BRIEF: Quote the data below verbatim, with the pictures left out.

--- Start SUPPLIED MATERIAL ---

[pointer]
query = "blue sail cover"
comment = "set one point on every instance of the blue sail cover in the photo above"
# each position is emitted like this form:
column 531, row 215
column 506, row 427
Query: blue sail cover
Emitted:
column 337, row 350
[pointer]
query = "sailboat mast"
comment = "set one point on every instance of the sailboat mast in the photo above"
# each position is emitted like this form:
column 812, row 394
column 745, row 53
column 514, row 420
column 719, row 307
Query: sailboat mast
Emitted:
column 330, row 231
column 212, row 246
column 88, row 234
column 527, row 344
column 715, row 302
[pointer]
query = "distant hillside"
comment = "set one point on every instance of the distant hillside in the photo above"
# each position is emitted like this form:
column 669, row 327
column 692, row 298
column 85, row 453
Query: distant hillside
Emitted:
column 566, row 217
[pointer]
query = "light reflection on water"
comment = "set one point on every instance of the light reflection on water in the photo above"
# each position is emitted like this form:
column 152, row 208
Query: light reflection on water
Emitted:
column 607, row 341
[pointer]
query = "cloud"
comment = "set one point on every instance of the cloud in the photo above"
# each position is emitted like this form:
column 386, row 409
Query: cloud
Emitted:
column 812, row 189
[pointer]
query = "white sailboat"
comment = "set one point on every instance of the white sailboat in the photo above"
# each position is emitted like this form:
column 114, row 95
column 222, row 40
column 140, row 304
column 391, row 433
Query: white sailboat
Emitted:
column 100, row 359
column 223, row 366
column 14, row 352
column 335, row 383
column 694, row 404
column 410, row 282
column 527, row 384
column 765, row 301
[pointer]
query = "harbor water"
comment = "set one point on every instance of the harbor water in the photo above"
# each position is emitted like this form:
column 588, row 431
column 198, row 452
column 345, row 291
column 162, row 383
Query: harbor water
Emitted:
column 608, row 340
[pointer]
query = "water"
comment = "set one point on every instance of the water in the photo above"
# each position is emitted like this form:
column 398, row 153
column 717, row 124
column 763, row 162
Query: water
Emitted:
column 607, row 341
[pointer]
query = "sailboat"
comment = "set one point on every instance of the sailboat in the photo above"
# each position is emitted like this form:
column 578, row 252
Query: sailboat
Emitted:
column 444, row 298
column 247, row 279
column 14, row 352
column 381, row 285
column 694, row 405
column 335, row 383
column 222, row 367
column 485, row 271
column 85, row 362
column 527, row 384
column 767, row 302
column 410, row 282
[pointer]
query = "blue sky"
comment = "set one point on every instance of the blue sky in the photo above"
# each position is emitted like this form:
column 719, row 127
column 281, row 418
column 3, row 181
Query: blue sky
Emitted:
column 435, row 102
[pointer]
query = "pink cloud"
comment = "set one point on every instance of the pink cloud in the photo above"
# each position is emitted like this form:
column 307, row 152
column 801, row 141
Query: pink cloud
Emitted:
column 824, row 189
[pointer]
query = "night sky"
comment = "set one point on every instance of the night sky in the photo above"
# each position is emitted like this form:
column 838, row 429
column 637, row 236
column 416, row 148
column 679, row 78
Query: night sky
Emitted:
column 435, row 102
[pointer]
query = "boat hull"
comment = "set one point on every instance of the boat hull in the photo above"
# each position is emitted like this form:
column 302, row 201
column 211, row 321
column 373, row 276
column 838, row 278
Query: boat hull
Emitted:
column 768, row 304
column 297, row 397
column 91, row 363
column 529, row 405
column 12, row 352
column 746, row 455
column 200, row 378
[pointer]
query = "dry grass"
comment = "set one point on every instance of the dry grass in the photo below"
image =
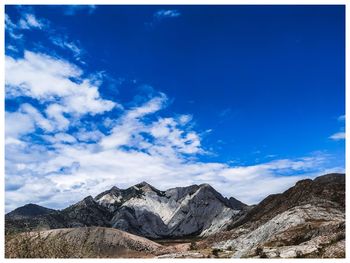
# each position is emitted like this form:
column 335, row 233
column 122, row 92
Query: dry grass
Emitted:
column 34, row 245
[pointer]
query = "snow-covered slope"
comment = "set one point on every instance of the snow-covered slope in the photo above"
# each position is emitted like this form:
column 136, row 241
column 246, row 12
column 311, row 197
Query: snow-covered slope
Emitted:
column 144, row 210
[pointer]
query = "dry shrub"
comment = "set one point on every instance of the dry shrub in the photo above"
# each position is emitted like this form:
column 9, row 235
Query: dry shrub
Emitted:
column 34, row 245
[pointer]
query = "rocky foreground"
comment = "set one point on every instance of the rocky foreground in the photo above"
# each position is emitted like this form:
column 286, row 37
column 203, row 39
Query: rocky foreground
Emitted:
column 307, row 220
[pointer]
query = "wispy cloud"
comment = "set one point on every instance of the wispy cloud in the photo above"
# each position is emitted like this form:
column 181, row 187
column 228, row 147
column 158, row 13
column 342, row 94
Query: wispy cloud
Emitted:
column 67, row 141
column 71, row 10
column 27, row 21
column 161, row 15
column 341, row 118
column 338, row 136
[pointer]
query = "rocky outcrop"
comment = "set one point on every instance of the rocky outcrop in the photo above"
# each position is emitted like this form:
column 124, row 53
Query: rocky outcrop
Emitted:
column 143, row 210
column 81, row 242
column 308, row 220
column 177, row 212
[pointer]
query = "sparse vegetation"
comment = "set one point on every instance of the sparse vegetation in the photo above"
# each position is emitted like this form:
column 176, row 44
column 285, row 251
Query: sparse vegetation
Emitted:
column 193, row 245
column 34, row 245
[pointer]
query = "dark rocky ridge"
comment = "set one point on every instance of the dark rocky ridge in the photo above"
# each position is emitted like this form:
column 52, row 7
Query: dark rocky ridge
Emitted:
column 119, row 208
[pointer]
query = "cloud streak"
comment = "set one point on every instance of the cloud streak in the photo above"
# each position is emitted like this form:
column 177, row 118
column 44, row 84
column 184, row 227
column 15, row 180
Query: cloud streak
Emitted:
column 67, row 141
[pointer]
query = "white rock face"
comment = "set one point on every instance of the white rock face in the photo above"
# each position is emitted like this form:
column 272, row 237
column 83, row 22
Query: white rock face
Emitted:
column 246, row 243
column 182, row 211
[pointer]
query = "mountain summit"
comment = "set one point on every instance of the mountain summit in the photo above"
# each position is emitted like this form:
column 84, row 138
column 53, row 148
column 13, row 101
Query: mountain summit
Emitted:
column 143, row 210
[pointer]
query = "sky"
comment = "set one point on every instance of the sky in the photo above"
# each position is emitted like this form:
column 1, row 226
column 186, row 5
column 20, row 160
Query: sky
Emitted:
column 249, row 99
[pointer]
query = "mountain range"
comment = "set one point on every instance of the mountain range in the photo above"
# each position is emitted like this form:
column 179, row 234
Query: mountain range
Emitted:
column 307, row 220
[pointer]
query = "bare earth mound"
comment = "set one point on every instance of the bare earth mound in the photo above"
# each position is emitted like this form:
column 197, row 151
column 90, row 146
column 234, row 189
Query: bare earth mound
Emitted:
column 81, row 242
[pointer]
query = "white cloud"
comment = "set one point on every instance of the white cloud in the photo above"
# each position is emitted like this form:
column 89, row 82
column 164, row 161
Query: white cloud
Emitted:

--- End SUPPLIED MATERIAL ---

FULL SOLUTION:
[pointer]
query = "blue sail cover"
comment = "set one point on every instance of the blue sail cover in the photo above"
# each position is emitted like this form:
column 531, row 215
column 506, row 427
Query: blue sail cover
Emitted:
column 337, row 350
[pointer]
query = "sailboat mast"
comment = "set one point on every instance of the sailboat mast in the photo above"
# each position is emitted like this form:
column 812, row 394
column 745, row 53
column 514, row 420
column 719, row 307
Query: sailboat mast
Emitted:
column 330, row 231
column 212, row 246
column 88, row 234
column 527, row 344
column 715, row 302
[pointer]
query = "distant hillside"
comment = "set one point on every instance of the distant hillside in the photo above"
# each position is emitted like this form:
column 669, row 327
column 692, row 298
column 85, row 453
Query: distant hillside
Emitted:
column 566, row 217
[pointer]
query = "light reflection on water"
comment = "set one point on every instance of the light reflection on water in the photo above"
# each position is emitted like this form:
column 152, row 208
Query: light reflection on water
Emitted:
column 607, row 341
[pointer]
query = "cloud"
comment = "set one point on every instance of the cloud in the photo above"
# each position is emitted like this form:
column 386, row 409
Query: cloud
Emitted:
column 812, row 189
[pointer]
query = "white sailboat"
comment = "set one point on every instance of the white sailboat in the photo above"
# each position is emitted like this form:
column 114, row 95
column 222, row 40
column 140, row 304
column 391, row 433
Query: white sailboat
Emitted:
column 100, row 359
column 223, row 366
column 14, row 352
column 335, row 383
column 694, row 404
column 410, row 282
column 527, row 384
column 765, row 301
[pointer]
query = "harbor water"
comment = "set one point on every instance of the harbor water in the photo above"
# each position is emitted like this form:
column 588, row 431
column 198, row 452
column 345, row 291
column 162, row 383
Query: harbor water
Emitted:
column 608, row 340
[pointer]
query = "water"
comment = "set one point on every instance of the water in the photo above"
# each position is emitted like this form:
column 398, row 153
column 717, row 124
column 763, row 162
Query: water
Emitted:
column 607, row 341
[pointer]
query = "sailboat"
comment = "set one point on every instance of the sailboat in the photo above"
# each position is emitted like this form:
column 578, row 252
Query: sailboat
Emitted:
column 444, row 298
column 247, row 279
column 14, row 352
column 381, row 285
column 694, row 405
column 335, row 383
column 222, row 367
column 485, row 271
column 85, row 362
column 527, row 384
column 767, row 302
column 410, row 282
[pointer]
query = "blue sky"
comment = "set one point on every instance of the blue sky in the photo above"
# each position is emitted like this form:
column 719, row 127
column 281, row 418
column 3, row 181
Query: blue sky
Emitted:
column 435, row 102
[pointer]
query = "pink cloud"
comment = "set one point on every instance of the pink cloud in the photo above"
# each position is emitted like this form:
column 307, row 152
column 801, row 141
Query: pink cloud
Emitted:
column 824, row 189
[pointer]
query = "night sky"
comment = "set one point on every instance of the night sky in the photo above"
# each position is emitted like this form:
column 838, row 429
column 637, row 236
column 416, row 148
column 679, row 78
Query: night sky
Emitted:
column 435, row 102
[pointer]
query = "boat hull"
comment = "set one point on every instance of the boat hull in the photo above"
# each position is emitted like this form:
column 302, row 201
column 211, row 321
column 373, row 276
column 838, row 278
Query: boat hull
Emitted:
column 768, row 304
column 297, row 397
column 91, row 363
column 529, row 405
column 12, row 352
column 746, row 455
column 200, row 378
[pointer]
query = "dry grass"
comment = "set one point on every instance of the dry grass in the photo below"
image =
# each position is emitted like this form:
column 335, row 233
column 122, row 92
Query: dry grass
Emitted:
column 34, row 245
[pointer]
query = "snow-covered slope"
comment = "set one point on every instance of the snow-covered slope in the photo above"
# each position is emitted like this form:
column 136, row 241
column 246, row 12
column 311, row 197
Query: snow-covered slope
Emitted:
column 144, row 210
[pointer]
query = "dry shrub"
comment = "set one point on every instance of the dry shrub in the photo above"
# each position is emitted like this form:
column 9, row 235
Query: dry shrub
Emitted:
column 34, row 245
[pointer]
query = "rocky foreground"
comment = "set one point on every instance of the rocky foreground in the photo above"
# each position is emitted like this form:
column 286, row 37
column 203, row 39
Query: rocky foreground
Emitted:
column 307, row 220
[pointer]
query = "wispy cloud"
comment = "set one point on every instance of the wispy cloud in the photo above"
# each position is emitted like this form:
column 181, row 187
column 228, row 147
column 158, row 13
column 342, row 94
Query: wispy cloud
Emitted:
column 67, row 141
column 71, row 10
column 27, row 21
column 161, row 15
column 341, row 118
column 338, row 136
[pointer]
query = "rocky outcrop"
comment = "set one point on every instance of the rocky outcrop in the photo above"
# each position is emitted like this form:
column 124, row 53
Query: rocky outcrop
Emitted:
column 143, row 210
column 81, row 242
column 308, row 220
column 177, row 212
[pointer]
query = "sparse vegetation"
comment = "set one point on every instance of the sparse vegetation in the photo above"
# each position is emitted like this form:
column 176, row 44
column 285, row 251
Query: sparse vegetation
Emitted:
column 193, row 245
column 34, row 245
[pointer]
query = "dark rocky ridge"
comment = "set one point on every instance of the dark rocky ridge in the photo above"
# each position is emitted like this form:
column 52, row 7
Query: dark rocky ridge
Emitted:
column 119, row 208
[pointer]
query = "cloud streak"
comment = "set one point on every instance of the cloud streak in the photo above"
# each position is emitted like this form:
column 177, row 118
column 44, row 84
column 184, row 227
column 15, row 180
Query: cloud streak
Emitted:
column 67, row 141
[pointer]
query = "white rock face"
comment = "set one point on every instance of the white rock face in the photo above"
# each position is emitted like this form:
column 272, row 237
column 83, row 22
Query: white rock face
Emitted:
column 246, row 243
column 182, row 211
[pointer]
query = "mountain summit"
comment = "set one point on every instance of the mountain summit in the photo above"
# each position is emitted like this form:
column 84, row 138
column 53, row 148
column 13, row 101
Query: mountain summit
Emitted:
column 143, row 210
[pointer]
query = "sky"
comment = "set one point on every instance of the sky in the photo above"
# each position is emitted like this form:
column 1, row 226
column 186, row 5
column 20, row 160
Query: sky
Emitted:
column 249, row 99
[pointer]
query = "mountain range"
comment = "set one point on every instance of the mountain range in the photo above"
# each position is emitted like this form:
column 179, row 234
Query: mountain range
Emitted:
column 307, row 220
[pointer]
query = "bare earth mound"
comment = "set one point on every instance of the bare earth mound in the photo above"
# each position is emitted like this form:
column 197, row 151
column 90, row 146
column 234, row 189
Query: bare earth mound
Emitted:
column 81, row 242
[pointer]
query = "white cloud"
comment = "set one point on every instance of the white cloud in the photo above"
# each position is emitted like this form:
column 89, row 82
column 164, row 161
Query: white cloud
Emitted:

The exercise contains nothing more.